- _WRITTEN TASK A_: Below, the GitOps introduction lists the guiding principles of GitOps. Name every one of them.
- _WRITTEN TASK B_: From the GitOps introduction below, return the passage between "The objectives and" and "and with confidence.", inclusive, copied word for word.

- _DOCUMENT_:
⁂

Introduction

GitOps is a term that has become very popular in the last few years and is easily on its way to becoming just as overloaded with myth and mystery as DevOps. Some definitions of GitOps describe it as a mechanism for delivering and maintaining the infrastructure on which Kubernetes applications run. Other definitions include the infrastructure focus, and augment it with the definition of a business application that has been created for the platform. In this series of articles, we will present the principles and practices of GitOps, explaining the why and how of the automated processes that aim to deliver secure, high-quality, microservice-based applications quickly and efficiently.

The objectives and benefits of a GitOps approach are easy to see. By storing the definition of the required infrastructure, and/or application configuration, in a Git repository, teams have everything required to deploy the application in a structured and secure storage. If the application needs to be redeployed to a new location, for reasons of disaster recovery or for resilience, then it is possible to do that with both ease and confidence. Additionally, the GitOps model will help organizations to progress applications through various testing phases on the way to production. This process necessitates the deployment of an application to different clusters, or different namespaces within a cluster, and the GitOps model ensures that this can be done completely, reliably, and with confidence.

There is a clear distinction between the two domains of infrastructure and applications, with different teams of an organization responsible for each area. Infrastructure configuration takes care of the definition and delivery of the Kubernetes platform, in terms of the compute nodes, operators, role-based access control, governance policies, and many other attributes that create a platform on which applications can run. Applications can be segmented into the source code components that are compiled to an executable within a container image and the Kubernetes resources that configure the container images within a specific environment.

The guiding principles of GitOps are simple to articulate:

  • A single source of the truth shall be maintained in the Git repository.
  • Automation will be used to apply any changes committed to the Git repository.
  • Any manual changes to an environment will be reverted automatically.

There are many more core tenants to a GitOps approach underpinned by the cultural and technical principles of DevOps. So while there is probably no right and wrong answer to "What is GitOps,'' the answer probably lies somewhere within the automation that delivers value and a working practice that allows change to be recorded, propagated, and rewound as required within an organization.

⁂

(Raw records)
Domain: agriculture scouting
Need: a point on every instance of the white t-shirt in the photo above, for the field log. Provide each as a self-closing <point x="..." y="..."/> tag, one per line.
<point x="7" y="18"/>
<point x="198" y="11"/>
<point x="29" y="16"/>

⁂

- _RIGHT ANSWER A_:
- A single source of the truth shall be maintained in the Git repository.
- Automation will be used to apply any changes committed to the Git repository.
- Any manual changes to an environment will be reverted automatically.

- _RIGHT ANSWER B_:
The objectives and benefits of a GitOps approach are easy to see. By storing the definition of the required infrastructure, and/or application configuration, in a Git repository, teams have everything required to deploy the application in a structured and secure storage. If the application needs to be redeployed to a new location, for reasons of disaster recovery or for resilience, then it is possible to do that with both ease and confidence. Additionally, the GitOps model will help organizations to progress applications through various testing phases on the way to production. This process necessitates the deployment of an application to different clusters, or different namespaces within a cluster, and the GitOps model ensures that this can be done completely, reliably, and with confidence.